**Extrait cité**:

■ ■ ■ ■

Le talon d’Achille du graphène mis à nu

 

Le graphène présente l’avantage de pouvoir être utilisé jusqu’à température ambiante pour étalonner une panoplie d’appareils de mesure. Une aubaine pour les industriels et les laboratoires de recherche. Mais il restait à identifier le talon d’Achille de l’effet Hall quantique du graphène et la manière d’y remédier. C’est ce que vient de réaliser une équipe de l’UCLouvain grâce à un microscope unique au monde.

Matériau bidimensionnel formé d'une couche unique d'atomes de carbone arrangés en réseau hexagonal, le graphène est un matériau conducteur aux propriétés tout à fait singulières, qui présente beaucoup d’atouts pour les nouvelles technologies. Quand un feuillet de graphène traversé par un courant électrique est soumis à un champ magnétique intense perpendiculaire à son plan, des charges électriques opposées s’accumulent sur les deux bords du feuillet parallèles au courant, et la conductance électrique transverse devient quantifiée: c’est l’effet Hall quantique. Cet effet Hall quantique est spécifique aux systèmes électroniques bidimensionnels (sa découverte en 1980 par Klaus von Klitzing lui a valu le prix Nobel cinq ans plus tard), et n’est pas limité au graphène. Dans la plupart des matériaux, il faut atteindre des températures ultra-basses pour mesurer l’effet Hall quantique, mais dans le cas du graphène, cet effet peut même être observé à température ambiante, car les écarts entre les niveaux d’énergie (de Landau) sont plus importants.

Une énigme à résoudre

Cet effet a plusieurs applications pratiques. On peut montrer que la valeur de la conductance ou la résistance électrique dans l’effet Hall quantique est liée uniquement à deux constantes fondamentales, la charge de l’électron et la constante de Planck. Comme c’est l’effet qui permet la mesure la plus précise de ces constantes, il est devenu un élément central du nouveau système international d’étalons entré en vigueur en 2018, qui sert notamment à définir le kilogramme, le volt, l’ampère, etc. L’effet Hall quantique est donc utilisé dans tous les laboratoires de métrologie, pour étalonner toute une panoplie d’appareils de mesure. Le fait que l’effet Hall quantique puisse être observé à plus haute température dans le graphène permettrait donc de populariser les étalons de mesure quantiques, en dehors du cadre des laboratoires de métrologie, par exemple vers les industriels ou les laboratoires universitaires.

■ ■ ■ ■

**Liste des données**:
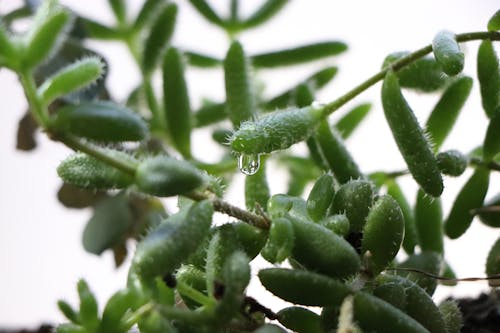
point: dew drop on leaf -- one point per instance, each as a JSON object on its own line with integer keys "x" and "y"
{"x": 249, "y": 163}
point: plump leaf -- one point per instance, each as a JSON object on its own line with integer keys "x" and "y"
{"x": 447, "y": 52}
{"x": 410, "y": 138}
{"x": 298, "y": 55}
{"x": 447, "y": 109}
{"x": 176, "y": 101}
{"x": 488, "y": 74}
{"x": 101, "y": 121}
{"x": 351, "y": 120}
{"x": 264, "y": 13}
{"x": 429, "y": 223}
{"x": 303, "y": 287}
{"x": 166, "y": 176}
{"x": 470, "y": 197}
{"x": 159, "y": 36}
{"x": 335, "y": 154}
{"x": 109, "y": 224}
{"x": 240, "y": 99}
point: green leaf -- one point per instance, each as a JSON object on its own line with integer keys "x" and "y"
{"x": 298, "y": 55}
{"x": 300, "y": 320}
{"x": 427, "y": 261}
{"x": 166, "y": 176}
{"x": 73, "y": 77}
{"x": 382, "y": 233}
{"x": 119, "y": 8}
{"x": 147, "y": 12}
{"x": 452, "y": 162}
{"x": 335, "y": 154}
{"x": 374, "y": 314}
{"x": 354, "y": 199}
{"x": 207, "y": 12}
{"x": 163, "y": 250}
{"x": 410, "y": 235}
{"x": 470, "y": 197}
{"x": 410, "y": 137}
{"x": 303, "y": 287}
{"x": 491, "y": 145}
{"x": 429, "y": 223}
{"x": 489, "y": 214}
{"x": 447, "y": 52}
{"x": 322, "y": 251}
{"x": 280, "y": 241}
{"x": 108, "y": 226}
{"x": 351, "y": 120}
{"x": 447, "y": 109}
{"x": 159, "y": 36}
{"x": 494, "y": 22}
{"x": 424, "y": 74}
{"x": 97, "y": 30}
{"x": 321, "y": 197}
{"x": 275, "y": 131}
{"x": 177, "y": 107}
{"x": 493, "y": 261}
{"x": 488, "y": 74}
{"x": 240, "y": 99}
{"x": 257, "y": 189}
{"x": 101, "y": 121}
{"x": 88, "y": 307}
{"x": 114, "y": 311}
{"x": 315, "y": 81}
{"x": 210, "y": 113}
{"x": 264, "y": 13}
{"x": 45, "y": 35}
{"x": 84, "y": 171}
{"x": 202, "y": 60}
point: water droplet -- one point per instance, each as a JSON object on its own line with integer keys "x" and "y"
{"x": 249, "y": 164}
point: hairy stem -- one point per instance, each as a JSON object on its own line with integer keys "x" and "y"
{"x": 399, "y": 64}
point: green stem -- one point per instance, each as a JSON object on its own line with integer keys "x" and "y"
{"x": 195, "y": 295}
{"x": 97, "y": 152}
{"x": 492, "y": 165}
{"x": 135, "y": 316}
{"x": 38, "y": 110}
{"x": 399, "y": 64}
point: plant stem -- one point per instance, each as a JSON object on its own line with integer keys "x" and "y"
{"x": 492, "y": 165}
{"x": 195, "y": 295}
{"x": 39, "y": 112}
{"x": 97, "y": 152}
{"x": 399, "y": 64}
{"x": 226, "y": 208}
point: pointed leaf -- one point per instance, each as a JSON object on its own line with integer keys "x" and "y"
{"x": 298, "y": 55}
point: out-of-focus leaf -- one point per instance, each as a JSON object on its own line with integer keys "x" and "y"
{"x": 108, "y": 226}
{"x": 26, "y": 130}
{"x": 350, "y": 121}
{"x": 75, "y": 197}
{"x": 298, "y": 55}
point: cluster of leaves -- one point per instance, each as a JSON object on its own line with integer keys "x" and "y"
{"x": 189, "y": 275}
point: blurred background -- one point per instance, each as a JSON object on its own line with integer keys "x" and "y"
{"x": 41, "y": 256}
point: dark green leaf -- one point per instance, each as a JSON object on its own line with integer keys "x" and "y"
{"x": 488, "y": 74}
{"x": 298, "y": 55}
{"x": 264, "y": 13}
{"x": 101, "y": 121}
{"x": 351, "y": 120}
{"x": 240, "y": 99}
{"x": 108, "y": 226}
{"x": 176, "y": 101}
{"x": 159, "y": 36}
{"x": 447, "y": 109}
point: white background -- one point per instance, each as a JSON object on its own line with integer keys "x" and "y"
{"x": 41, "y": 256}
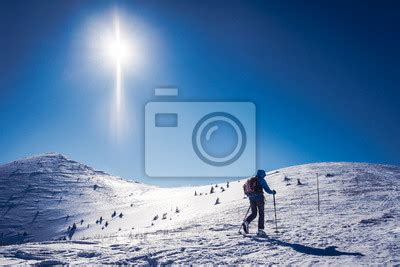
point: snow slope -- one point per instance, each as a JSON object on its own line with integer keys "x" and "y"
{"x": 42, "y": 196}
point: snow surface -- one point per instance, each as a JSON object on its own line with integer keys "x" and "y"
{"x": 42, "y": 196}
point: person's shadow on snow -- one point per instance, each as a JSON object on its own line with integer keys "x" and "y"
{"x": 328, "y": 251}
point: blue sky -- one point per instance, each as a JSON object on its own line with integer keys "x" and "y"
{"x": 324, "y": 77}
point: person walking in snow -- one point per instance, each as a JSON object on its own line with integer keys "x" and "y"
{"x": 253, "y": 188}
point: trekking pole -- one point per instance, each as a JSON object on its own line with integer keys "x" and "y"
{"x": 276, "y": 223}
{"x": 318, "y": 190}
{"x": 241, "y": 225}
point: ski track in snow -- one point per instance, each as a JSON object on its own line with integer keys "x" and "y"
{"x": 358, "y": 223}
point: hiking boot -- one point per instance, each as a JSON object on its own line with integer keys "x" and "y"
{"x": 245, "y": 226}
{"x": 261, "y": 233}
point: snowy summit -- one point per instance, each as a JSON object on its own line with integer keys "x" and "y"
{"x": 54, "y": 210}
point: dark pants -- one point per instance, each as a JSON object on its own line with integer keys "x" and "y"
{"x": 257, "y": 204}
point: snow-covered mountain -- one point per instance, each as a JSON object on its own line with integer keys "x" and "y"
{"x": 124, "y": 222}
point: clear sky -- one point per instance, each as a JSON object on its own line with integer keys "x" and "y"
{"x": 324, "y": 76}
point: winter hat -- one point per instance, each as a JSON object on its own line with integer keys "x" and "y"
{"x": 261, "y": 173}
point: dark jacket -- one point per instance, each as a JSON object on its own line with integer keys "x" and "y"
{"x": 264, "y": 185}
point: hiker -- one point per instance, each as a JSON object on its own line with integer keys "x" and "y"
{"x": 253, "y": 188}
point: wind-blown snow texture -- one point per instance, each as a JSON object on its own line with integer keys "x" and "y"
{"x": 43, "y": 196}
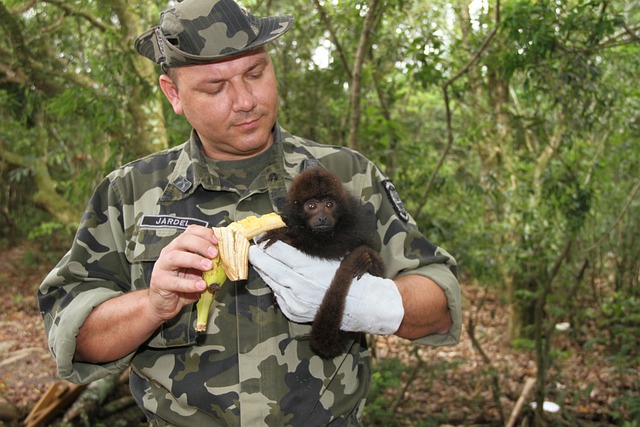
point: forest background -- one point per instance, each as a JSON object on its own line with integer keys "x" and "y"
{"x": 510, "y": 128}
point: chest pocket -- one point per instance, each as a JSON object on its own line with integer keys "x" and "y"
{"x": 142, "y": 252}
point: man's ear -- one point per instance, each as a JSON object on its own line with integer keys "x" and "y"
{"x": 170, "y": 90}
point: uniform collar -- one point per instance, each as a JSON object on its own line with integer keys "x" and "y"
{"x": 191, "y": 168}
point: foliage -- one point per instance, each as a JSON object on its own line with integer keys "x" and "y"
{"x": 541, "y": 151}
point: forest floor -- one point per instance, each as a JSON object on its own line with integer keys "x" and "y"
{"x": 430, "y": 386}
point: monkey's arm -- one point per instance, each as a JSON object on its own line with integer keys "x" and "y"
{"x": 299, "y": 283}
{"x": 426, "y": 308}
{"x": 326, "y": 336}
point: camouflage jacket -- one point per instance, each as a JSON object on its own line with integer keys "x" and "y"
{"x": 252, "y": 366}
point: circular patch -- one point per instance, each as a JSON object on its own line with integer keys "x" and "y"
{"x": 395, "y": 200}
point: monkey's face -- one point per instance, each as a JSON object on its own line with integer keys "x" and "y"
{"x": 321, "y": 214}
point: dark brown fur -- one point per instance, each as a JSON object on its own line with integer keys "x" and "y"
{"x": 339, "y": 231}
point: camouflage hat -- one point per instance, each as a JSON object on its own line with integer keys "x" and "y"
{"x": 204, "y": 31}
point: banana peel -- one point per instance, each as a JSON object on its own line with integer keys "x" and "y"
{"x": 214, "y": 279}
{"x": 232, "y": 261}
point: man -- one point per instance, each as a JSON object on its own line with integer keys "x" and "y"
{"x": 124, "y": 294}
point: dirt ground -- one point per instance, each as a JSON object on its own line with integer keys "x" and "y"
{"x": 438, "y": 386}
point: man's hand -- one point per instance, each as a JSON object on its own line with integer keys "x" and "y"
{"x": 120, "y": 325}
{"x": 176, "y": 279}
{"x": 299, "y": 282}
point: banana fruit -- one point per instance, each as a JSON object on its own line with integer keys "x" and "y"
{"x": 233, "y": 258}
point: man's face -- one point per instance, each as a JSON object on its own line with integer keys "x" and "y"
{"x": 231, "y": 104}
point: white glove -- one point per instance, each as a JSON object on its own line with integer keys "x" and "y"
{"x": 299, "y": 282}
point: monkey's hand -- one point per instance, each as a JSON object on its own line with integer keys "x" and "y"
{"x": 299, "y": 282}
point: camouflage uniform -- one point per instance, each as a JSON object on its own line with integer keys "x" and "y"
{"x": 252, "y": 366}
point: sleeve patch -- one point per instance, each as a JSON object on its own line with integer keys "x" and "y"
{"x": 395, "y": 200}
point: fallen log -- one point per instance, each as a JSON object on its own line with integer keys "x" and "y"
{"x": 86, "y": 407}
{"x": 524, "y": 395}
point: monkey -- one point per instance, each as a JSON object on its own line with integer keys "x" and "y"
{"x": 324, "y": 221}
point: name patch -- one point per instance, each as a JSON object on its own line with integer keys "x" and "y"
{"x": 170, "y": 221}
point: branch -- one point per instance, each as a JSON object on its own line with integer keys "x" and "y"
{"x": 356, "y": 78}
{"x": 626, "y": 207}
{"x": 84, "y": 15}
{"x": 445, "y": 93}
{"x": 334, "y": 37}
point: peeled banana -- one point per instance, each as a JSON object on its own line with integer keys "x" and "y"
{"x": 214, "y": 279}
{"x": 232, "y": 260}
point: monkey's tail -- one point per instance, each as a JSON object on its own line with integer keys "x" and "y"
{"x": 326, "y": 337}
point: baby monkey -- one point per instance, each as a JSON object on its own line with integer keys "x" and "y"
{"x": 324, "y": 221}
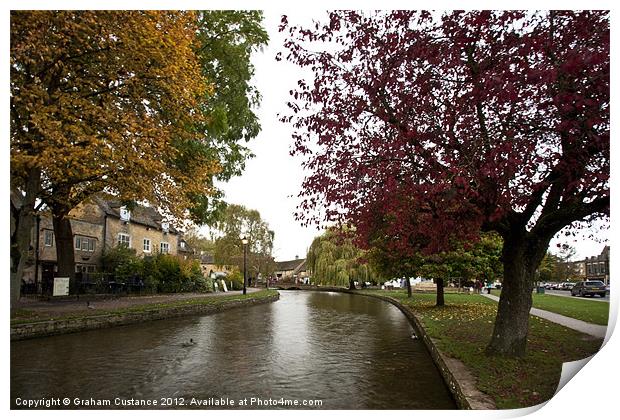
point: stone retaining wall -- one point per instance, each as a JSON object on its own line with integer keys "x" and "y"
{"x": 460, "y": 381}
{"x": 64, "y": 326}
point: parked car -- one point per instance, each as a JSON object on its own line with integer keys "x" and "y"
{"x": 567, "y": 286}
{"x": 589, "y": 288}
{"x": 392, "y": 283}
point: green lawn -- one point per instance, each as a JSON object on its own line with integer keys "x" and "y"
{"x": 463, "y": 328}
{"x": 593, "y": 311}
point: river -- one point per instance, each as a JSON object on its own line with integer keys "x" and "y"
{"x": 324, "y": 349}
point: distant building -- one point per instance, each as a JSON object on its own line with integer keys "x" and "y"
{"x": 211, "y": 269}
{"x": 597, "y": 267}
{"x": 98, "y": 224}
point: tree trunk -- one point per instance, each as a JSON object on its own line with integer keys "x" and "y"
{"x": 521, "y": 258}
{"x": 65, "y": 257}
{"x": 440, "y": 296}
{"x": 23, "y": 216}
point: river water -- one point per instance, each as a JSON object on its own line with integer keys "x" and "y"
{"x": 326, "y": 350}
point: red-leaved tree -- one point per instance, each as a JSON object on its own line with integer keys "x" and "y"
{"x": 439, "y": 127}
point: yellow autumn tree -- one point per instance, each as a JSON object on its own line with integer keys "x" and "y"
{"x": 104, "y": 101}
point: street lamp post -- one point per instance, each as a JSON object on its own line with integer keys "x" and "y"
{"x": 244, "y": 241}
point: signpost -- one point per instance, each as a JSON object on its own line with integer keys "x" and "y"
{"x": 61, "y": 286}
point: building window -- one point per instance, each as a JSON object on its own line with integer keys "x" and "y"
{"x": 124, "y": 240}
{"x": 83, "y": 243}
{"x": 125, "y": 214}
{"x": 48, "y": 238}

■ ■ ■ ■

**Consignes de l'exercice**:
1. Indiquez si chacune des affirmations suivantes concorde avec l'extrait sur le graphène, en répondant par oui ou par non et en citant les mots décisifs de l'extrait : (a) l'effet Hall quantique a été découvert en 1980 ; (b) l'effet Hall quantique ne s'observe que dans le graphène ; (c) le nouveau système international d'étalons est entré en vigueur en 2020.
2. D'après l'extrait sur le graphène, à quelles deux constantes fondamentales la valeur de la conductance ou de la résistance électrique dans l'effet Hall quantique est-elle uniquement liée ?
3. Poursuivez l'extrait sur le graphène à partir de sa dernière phrase.
Les données forment un ensemble distinct de l'extrait sur le graphène.

**Corrigé de l'exercice**:
1.
(a) Oui : « sa découverte en 1980 par Klaus von Klitzing ».
(b) Non : « et n’est pas limité au graphène ».
(c) Non : « entré en vigueur en 2018 ».

2. À la charge de l'électron et à la constante de Planck.

3.
Un peu de physique pour mieux comprendre

Pour en revenir à la physique du phénomène, un point important est que les charges accumulées sur les bords de l’échantillon dans l’effet Hall quantique sont distribuées sur des « canaux de bords » extrèmement fins, qui sont donc « unidimensionnels », mais également « unidirectionnels » : tous les électrons dans le même canal de bord se propagent dans la même direction. La précision dans la mesure des constantes fondamentales est liée au fait que les charges électriques transportées dans ces canaux de bords ne peuvent subir de collisions, pour des raisons « topologiques » : pour changer de direction, les charges devraient traverser la partie intérieure de l’échantillon… or aucun niveau d’énergie n’est disponible pour les accueillir dans cette partie, qui est isolante. Conclusion : il est impossible qu’elles subissent des collisions et qu’elles soient renvoyés dans la direction d’où elles viennent (rétrodiffusion). Ce mouvement « sans diffusion » des charges électriques est très attractif pour une série de dispositifs électroniques quantiques : les états quantiques sont protégés par ce mécanisme, ce qui peut être exploité pour imaginer différents concepts d’ordinateurs quantiques. Le fait que le graphène présente les signatures très claires de l’effet Hall quantique à plus haute température que tout autre matériau permet donc d’envisager une série d’applications nouvelles en métrologie ou en informatique quantique.

Cependant, certaines mesures réalisées sur des échantillons de graphène ces quelques dernières années dans plusieurs laboratoires montrent que le modèle « standard » de l’effet Hall quantique ne s’applique pas correctement dans un grand nombre d’échantillons de graphène. Par exemple, certaines mesures ont montré que l’effet Hall quantique pouvait être observé dans le graphène alors même que la partie intérieure de l’échantillon était conductrice, contrairement au cas des autres matériaux. Sans une compréhension fine du phénomène dans le graphène, on ne peut concevoir d’applications robustes, et il fallait donc résoudre l’énigme posée par ces observations intriguantes.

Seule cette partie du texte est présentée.